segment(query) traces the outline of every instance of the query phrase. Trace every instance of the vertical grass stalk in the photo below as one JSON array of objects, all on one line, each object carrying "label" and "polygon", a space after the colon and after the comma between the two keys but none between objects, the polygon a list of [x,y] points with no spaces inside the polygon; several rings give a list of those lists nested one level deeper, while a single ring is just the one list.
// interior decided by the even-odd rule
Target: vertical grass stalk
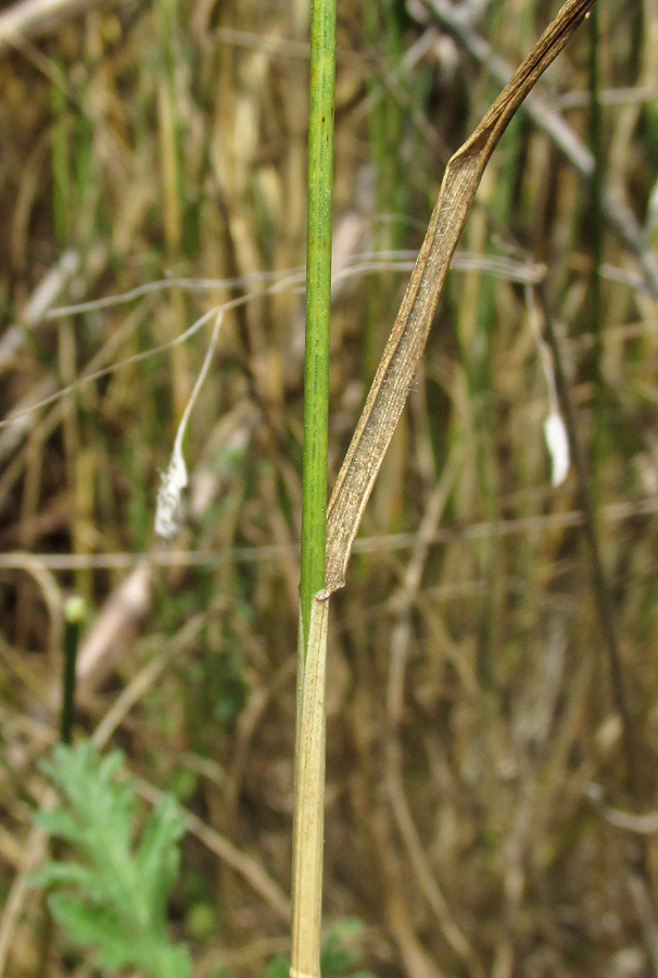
---
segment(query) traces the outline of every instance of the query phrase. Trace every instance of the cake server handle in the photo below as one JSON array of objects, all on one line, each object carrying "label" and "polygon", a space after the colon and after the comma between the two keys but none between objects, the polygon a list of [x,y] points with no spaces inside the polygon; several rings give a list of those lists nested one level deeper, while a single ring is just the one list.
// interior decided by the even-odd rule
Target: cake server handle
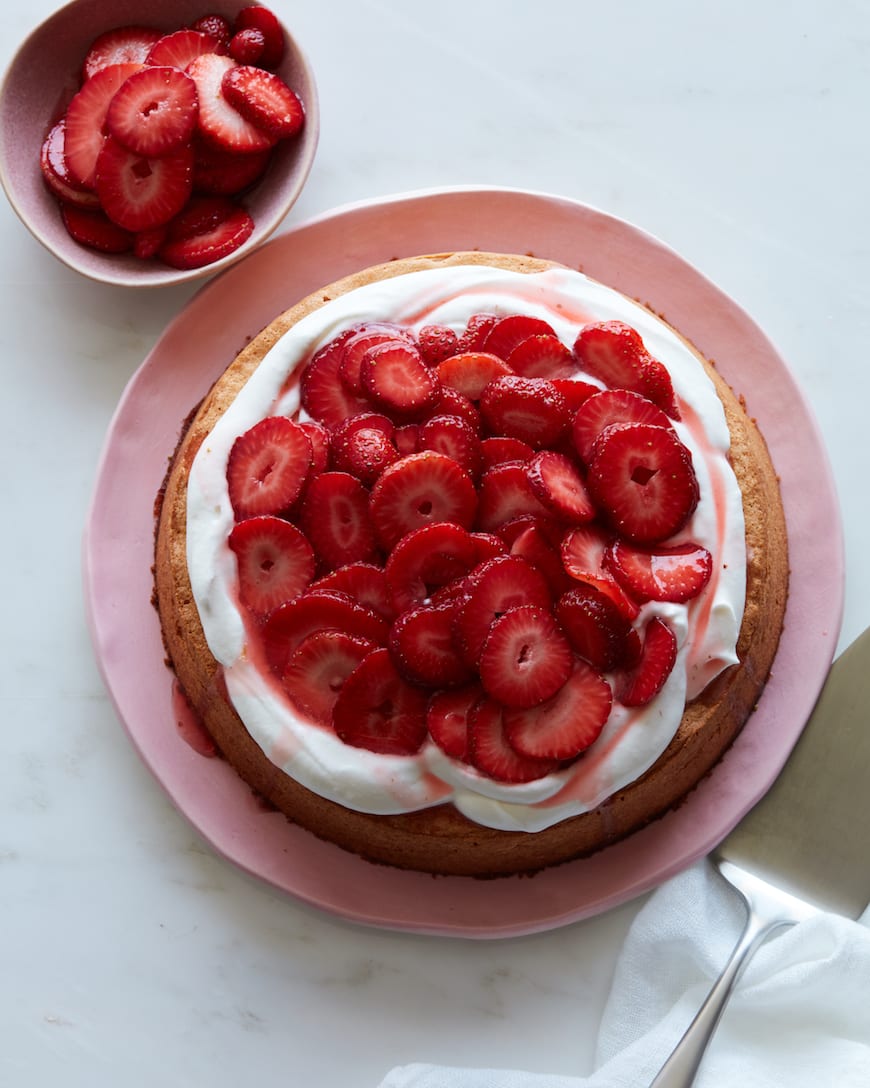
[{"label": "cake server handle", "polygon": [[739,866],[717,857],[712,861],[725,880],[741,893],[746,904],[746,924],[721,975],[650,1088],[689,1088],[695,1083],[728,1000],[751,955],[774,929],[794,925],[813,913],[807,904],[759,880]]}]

PROBLEM:
Copy out the rows above word for word, beginning with the row that contains "of the cake" and ending with the row that contains "Target: cake server handle", both included.

REPLY:
segment(query) traces the outline of every instance of the query phrase. Trace every instance of the cake server handle in the photo below as one JSON array of objects, all on one line, each object carrying "label" and "polygon", a space after the colon and after the comma between the two keys but none between objects, the polygon a list of [x,y] points with no spaces inside the polygon; several rings give a list of those lists nested one level deeper, while a single ring is just the one list.
// interior decided by the even-odd rule
Target: cake server handle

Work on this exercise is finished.